#### [EXERCISE GOAL]
Copy the data from the line with "(format x=727, y=44)" up to and including the line with "x=201, y=160", swapping "vegetation" for "foliage" and keeping everything else the same.

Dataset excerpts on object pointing
------------------------------
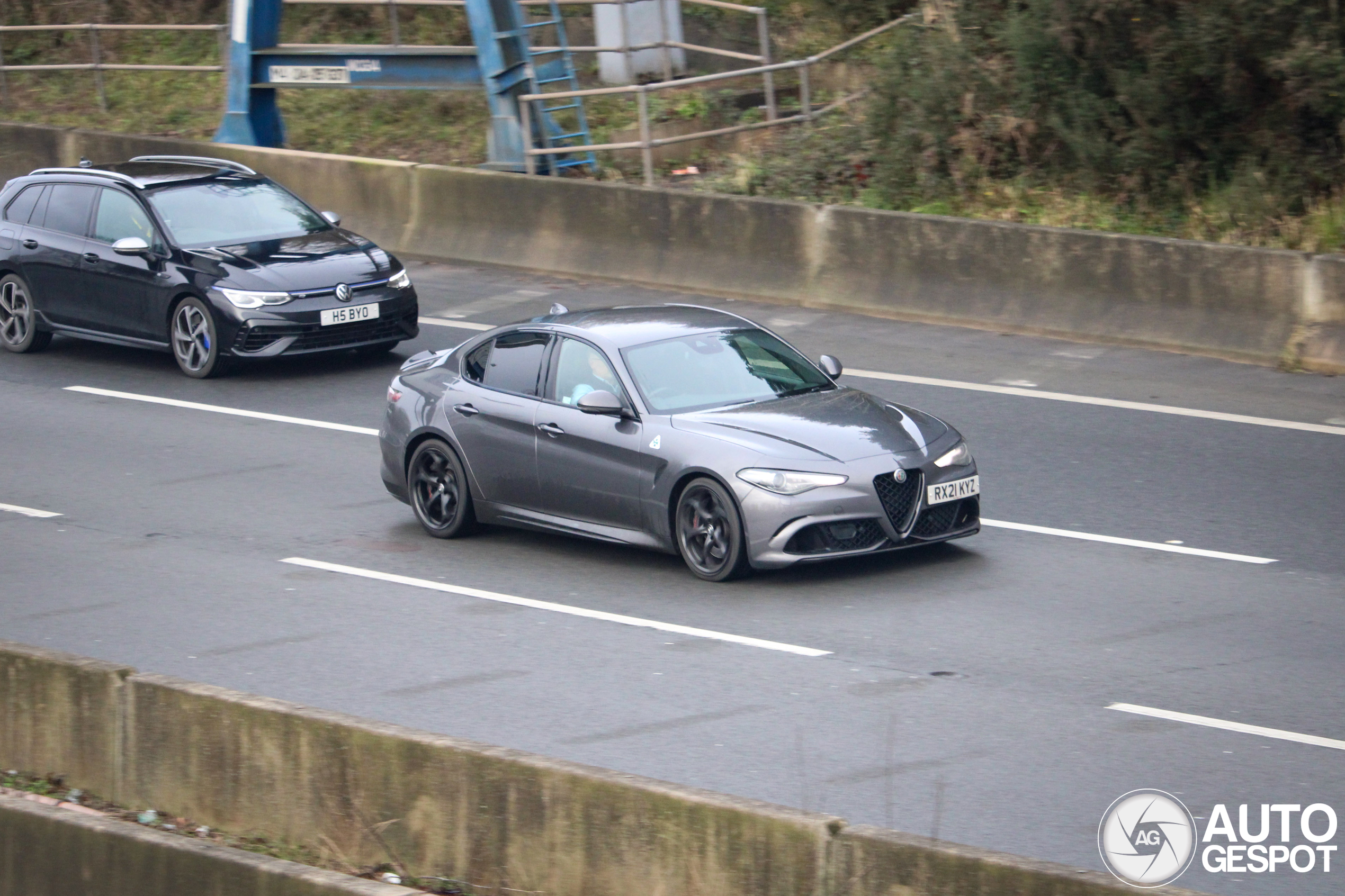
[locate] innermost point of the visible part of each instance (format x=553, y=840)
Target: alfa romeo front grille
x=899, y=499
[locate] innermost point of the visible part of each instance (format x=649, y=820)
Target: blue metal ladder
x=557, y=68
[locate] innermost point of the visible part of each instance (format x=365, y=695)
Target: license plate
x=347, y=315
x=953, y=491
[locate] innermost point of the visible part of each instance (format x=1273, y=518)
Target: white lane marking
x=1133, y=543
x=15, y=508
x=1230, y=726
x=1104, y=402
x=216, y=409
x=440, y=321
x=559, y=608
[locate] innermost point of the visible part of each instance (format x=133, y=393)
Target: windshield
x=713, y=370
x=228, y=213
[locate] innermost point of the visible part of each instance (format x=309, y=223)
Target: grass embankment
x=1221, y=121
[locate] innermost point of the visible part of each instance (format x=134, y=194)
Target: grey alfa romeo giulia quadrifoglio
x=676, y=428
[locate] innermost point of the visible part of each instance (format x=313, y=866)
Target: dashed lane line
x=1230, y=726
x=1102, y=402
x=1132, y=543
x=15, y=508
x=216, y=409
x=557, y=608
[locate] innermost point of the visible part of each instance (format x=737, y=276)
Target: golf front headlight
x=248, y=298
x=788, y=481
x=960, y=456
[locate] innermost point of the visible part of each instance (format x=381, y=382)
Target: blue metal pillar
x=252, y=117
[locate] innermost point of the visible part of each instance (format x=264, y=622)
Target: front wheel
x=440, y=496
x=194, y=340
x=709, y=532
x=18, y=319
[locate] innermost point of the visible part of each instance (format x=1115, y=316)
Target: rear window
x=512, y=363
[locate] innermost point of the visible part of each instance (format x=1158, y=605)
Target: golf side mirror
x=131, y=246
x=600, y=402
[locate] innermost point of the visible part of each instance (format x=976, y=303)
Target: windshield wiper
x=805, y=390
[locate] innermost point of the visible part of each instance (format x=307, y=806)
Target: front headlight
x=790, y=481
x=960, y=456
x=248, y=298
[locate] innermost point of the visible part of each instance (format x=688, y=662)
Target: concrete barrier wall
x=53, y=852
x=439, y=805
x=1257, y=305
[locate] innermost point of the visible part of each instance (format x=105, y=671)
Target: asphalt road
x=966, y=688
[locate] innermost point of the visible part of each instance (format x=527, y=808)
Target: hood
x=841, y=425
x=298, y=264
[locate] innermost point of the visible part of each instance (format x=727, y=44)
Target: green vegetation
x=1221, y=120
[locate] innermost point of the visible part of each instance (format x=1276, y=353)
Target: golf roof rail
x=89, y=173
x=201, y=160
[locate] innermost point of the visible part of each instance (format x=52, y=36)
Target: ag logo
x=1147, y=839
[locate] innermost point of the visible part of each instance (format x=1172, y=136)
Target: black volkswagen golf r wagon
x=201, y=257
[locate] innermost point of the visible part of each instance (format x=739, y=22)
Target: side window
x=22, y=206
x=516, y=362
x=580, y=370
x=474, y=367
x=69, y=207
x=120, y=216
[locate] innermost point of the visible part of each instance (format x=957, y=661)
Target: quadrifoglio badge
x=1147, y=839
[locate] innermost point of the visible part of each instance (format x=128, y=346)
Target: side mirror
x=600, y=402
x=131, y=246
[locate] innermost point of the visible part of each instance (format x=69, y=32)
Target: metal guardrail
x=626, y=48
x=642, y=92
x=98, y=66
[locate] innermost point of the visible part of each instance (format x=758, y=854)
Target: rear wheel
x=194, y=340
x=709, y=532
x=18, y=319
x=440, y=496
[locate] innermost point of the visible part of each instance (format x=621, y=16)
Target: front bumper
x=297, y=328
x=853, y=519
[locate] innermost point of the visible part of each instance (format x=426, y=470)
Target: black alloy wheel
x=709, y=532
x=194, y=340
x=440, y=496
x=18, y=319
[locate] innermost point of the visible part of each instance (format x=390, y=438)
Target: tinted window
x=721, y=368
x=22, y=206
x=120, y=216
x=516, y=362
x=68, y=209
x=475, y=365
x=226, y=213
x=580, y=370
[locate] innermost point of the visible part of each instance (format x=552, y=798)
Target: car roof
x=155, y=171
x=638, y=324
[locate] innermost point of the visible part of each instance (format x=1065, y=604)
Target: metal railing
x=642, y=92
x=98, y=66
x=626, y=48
------------------------------
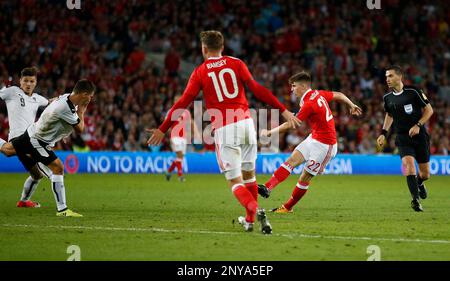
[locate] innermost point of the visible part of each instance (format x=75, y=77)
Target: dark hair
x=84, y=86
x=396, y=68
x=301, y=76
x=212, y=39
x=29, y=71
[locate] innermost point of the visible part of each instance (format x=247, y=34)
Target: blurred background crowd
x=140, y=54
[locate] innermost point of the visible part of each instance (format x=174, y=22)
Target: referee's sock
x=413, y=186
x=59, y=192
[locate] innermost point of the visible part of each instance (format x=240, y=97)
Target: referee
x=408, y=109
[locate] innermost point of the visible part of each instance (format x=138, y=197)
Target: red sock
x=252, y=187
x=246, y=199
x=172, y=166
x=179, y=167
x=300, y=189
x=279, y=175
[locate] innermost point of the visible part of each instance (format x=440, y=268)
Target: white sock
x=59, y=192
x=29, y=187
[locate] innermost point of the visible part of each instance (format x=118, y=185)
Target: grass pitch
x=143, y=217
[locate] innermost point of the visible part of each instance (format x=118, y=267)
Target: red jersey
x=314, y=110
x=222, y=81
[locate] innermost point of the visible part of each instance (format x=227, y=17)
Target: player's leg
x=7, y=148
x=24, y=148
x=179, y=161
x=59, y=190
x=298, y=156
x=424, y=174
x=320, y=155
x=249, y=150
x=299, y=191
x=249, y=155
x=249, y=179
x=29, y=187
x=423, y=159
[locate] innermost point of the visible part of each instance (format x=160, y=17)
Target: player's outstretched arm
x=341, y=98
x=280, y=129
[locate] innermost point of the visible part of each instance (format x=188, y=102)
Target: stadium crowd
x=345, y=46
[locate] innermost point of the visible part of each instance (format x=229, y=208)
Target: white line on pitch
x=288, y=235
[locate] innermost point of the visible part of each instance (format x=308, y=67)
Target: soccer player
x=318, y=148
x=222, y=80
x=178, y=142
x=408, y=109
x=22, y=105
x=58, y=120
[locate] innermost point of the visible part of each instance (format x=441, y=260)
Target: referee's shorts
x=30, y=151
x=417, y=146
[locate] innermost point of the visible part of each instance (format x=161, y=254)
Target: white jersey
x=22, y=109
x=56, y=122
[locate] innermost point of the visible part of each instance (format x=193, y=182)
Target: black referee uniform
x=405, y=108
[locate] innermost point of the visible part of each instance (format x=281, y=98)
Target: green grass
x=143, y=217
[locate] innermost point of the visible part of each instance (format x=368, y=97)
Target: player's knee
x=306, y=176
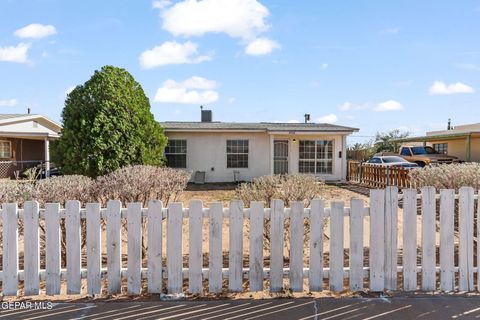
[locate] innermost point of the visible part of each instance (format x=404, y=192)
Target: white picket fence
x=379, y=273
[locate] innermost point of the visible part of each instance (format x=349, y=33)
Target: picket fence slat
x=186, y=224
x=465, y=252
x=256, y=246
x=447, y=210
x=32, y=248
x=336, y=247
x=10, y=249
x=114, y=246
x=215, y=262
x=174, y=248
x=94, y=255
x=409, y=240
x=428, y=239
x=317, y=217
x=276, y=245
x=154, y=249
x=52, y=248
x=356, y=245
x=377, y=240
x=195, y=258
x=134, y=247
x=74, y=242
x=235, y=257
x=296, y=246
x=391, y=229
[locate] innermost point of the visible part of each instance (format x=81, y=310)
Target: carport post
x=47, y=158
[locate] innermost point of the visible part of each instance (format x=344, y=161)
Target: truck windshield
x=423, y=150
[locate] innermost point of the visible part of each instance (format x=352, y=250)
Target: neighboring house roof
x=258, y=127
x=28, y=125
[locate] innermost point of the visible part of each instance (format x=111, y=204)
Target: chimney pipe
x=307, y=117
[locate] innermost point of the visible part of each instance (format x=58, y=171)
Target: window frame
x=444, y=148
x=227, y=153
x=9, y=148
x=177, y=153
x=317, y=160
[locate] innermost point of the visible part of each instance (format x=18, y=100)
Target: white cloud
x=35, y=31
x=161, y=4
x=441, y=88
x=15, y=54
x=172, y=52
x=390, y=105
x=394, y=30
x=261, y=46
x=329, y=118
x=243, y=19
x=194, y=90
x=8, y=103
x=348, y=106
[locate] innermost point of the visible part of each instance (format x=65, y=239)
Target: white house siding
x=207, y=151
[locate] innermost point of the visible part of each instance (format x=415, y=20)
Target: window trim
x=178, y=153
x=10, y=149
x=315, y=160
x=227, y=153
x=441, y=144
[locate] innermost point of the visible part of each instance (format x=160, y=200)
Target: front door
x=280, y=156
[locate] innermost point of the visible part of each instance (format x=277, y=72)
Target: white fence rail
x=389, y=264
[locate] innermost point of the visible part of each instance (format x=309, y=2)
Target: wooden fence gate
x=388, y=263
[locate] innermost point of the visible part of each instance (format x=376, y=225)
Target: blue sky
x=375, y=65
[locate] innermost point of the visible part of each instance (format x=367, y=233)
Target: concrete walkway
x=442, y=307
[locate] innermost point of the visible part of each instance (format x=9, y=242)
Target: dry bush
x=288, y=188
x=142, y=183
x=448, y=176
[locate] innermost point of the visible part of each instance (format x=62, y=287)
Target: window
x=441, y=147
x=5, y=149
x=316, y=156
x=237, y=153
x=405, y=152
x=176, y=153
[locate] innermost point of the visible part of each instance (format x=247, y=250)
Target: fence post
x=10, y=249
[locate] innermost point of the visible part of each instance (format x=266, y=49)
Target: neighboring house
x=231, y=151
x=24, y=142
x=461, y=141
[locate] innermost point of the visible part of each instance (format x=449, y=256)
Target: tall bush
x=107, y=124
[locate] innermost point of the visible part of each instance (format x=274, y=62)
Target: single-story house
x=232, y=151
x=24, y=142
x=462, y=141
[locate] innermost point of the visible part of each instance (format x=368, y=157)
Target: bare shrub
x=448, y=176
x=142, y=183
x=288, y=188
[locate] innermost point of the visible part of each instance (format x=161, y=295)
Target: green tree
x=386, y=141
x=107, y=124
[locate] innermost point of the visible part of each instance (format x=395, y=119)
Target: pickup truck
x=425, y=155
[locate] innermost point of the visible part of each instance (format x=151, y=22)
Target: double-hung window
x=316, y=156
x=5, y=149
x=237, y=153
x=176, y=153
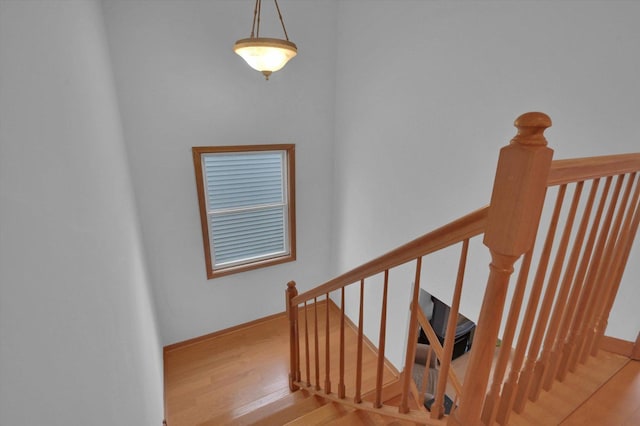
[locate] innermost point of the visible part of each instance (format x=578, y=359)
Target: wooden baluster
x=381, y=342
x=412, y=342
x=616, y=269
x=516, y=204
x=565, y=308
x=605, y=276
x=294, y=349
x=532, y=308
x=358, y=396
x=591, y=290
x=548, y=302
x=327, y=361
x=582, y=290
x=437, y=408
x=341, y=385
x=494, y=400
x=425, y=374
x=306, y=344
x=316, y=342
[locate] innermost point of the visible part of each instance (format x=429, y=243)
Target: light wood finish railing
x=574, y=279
------------------------------
#### [CORRECT ANSWER]
[locate] innermost point of the visible part of each instance (format x=727, y=44)
Target: green foliage
x=1221, y=120
[locate] innermost point of the visible part of each instance (format x=1276, y=353)
Target: golf roof rail
x=89, y=173
x=201, y=160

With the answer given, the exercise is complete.